• **Short exercise A**:
In the article about Spanish municipal debt, what cost-cutting step does it give as an example of an extravagant savings measure?
• **Short exercise B**:
Write the next part of the article about Spanish municipal debt, picking up right after its final sentence.

• **Text passage**:

An endless pile of unpaid invoices
Local treasurers explain how they are coping with their share of 37 billion euros of debt
In early July, Spain's cities and towns were more than 37 billion euros in the red. This is the highest level of total municipal debt on record, and it comes at the worst possible time, when revenue has plummeted. The situation is so dire that some local corporations have started to fire personnel; others have been withholding payment to their providers for years; some have seen streets and squares seized over payment defaults; and then there are those that have come up with extravagant savings measures, such as turning off the traffic lights at night.
What follows are the stories of five local treasurers; people who are on the frontline of the crisis and are forced to deal with multiple day-to-day needs with a shocking lack of funds.

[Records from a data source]

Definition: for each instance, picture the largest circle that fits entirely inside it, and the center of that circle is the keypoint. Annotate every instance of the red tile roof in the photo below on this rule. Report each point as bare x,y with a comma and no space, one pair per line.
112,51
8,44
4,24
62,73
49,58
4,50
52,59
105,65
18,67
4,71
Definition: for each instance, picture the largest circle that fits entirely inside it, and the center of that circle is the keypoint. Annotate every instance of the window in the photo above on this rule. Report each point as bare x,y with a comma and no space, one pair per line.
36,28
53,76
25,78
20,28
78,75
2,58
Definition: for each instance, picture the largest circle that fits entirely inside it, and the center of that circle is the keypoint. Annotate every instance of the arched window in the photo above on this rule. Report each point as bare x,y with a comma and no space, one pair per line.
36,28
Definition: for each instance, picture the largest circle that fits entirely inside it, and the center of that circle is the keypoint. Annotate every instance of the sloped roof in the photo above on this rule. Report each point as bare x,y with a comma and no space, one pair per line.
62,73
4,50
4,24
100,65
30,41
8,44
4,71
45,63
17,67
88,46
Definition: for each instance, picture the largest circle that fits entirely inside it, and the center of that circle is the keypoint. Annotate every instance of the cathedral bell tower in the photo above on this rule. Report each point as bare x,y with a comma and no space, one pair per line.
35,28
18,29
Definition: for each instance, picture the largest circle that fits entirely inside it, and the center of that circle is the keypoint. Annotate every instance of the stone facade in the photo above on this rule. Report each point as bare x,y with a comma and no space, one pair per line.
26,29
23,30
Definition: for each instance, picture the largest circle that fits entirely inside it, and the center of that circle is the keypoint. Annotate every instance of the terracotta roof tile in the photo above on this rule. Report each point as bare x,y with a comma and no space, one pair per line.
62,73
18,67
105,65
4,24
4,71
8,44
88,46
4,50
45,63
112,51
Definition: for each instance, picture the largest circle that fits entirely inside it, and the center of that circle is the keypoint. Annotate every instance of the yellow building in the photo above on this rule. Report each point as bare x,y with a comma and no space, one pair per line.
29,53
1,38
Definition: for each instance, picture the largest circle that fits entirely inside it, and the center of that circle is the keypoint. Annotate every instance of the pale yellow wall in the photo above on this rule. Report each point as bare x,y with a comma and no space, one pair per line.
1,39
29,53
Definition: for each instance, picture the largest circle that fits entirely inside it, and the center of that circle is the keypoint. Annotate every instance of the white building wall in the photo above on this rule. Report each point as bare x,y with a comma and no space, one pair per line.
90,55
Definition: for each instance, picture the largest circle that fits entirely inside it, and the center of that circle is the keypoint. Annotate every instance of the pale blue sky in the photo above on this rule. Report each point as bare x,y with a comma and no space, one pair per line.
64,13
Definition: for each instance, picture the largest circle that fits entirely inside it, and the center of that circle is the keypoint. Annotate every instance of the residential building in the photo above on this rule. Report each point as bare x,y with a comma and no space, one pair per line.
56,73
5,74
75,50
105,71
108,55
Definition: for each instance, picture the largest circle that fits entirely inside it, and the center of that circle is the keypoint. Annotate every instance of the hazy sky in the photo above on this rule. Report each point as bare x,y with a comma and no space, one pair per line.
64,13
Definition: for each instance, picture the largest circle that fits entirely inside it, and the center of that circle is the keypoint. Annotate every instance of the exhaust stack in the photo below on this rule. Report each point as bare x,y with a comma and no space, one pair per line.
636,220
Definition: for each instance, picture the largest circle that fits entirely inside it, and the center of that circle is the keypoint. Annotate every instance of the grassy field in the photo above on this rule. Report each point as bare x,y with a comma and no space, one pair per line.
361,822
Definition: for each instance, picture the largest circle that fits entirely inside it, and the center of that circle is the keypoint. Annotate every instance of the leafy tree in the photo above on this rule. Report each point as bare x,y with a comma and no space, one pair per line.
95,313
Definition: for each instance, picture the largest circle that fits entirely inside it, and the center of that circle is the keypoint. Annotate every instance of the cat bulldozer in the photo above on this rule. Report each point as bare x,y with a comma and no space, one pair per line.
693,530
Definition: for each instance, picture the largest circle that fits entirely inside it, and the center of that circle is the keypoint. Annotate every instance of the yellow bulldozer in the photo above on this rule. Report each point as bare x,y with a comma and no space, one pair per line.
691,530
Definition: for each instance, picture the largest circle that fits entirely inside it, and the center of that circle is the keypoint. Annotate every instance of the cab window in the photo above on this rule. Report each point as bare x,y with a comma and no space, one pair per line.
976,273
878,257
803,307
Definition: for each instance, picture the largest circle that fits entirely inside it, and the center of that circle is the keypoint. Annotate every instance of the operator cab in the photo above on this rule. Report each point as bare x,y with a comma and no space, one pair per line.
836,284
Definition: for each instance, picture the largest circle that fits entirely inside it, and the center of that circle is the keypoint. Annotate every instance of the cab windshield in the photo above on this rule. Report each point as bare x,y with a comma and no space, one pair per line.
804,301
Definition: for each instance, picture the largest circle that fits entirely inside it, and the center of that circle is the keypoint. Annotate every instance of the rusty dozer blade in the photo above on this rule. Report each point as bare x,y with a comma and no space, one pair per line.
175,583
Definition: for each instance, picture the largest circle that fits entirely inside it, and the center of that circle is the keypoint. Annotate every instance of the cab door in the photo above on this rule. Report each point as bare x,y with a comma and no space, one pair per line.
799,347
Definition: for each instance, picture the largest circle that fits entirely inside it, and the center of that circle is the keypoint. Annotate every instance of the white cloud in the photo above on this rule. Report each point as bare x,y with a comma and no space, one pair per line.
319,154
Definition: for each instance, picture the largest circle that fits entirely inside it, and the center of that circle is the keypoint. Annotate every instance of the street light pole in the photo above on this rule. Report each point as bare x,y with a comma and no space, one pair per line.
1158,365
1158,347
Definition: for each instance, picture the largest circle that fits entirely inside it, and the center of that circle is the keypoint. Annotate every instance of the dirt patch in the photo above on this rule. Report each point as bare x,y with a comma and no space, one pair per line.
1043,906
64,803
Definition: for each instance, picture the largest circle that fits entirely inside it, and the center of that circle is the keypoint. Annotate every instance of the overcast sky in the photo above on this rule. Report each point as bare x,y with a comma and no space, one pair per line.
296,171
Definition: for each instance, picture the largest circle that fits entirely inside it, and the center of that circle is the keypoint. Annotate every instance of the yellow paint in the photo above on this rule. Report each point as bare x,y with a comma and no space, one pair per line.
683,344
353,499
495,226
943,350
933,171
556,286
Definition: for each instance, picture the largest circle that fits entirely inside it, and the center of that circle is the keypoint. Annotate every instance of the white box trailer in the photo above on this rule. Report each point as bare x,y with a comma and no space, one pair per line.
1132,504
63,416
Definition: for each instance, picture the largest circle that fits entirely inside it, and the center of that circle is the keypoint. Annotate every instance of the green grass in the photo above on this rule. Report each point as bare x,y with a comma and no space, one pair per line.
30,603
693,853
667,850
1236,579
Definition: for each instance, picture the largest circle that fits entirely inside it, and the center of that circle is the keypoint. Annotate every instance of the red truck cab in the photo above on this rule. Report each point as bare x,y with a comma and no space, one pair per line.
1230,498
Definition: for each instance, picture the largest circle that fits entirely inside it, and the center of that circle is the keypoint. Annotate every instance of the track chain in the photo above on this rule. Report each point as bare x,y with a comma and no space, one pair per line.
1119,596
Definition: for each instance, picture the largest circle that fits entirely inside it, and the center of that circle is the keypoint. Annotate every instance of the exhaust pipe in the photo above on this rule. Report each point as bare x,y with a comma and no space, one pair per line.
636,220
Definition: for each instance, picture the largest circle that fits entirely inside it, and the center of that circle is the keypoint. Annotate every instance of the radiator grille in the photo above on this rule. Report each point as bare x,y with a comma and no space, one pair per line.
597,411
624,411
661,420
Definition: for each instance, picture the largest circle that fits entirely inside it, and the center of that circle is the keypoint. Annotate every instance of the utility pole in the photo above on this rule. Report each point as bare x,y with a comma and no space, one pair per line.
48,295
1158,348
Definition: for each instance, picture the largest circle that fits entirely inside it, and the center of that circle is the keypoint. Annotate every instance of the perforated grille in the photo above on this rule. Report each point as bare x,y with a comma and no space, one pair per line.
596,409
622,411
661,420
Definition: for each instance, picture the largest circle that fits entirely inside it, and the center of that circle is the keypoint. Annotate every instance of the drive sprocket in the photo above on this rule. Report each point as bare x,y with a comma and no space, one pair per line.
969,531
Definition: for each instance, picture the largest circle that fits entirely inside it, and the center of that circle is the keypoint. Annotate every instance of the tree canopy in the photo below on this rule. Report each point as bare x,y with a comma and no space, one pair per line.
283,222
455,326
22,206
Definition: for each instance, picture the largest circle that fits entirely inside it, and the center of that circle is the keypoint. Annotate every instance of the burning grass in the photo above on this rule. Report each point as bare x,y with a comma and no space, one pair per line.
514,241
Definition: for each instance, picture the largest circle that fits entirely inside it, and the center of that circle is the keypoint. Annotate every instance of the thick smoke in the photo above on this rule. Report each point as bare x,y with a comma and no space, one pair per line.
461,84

• **Task answer A**:
Turning off the traffic lights at night.

• **Task answer B**:
José Manuel Pardal. Vilagarcía de Arousa (Pontevedra). It is 8am when Vilagarcía's treasurer walks up the steps of the town hall, taking himself and his briefcase to the municipal offices. Today, José Manuel Pardal hopes to make progress on the restructuring plan commissioned by Mayor Tomás Fole of the Popular Party (PP). This document will be the financial blueprint against the crisis over the next four years. The conservative party, which rules this town of nearly 38,000 residents, puts the deficit at nearly four million euros.
Pardal spends two hours a day dealing with the battered finances that the PP found itself with when it took over after 20 years of leftist rule by the Socialists and the nationalists of BNG. The providers alone are owed nearly seven million euros. "I'm okay with it, by being methodical and trying to keep everything under control, one bit at a time," he says. The main problem is how to pay 500 overdue bills. A 1.2-million-euro loan from the Spanish credit institution ICO will allow the town to pay off around 10 percent of the amount it owes. "We'll see how we deal with the rest," says Pardal, looking concerned.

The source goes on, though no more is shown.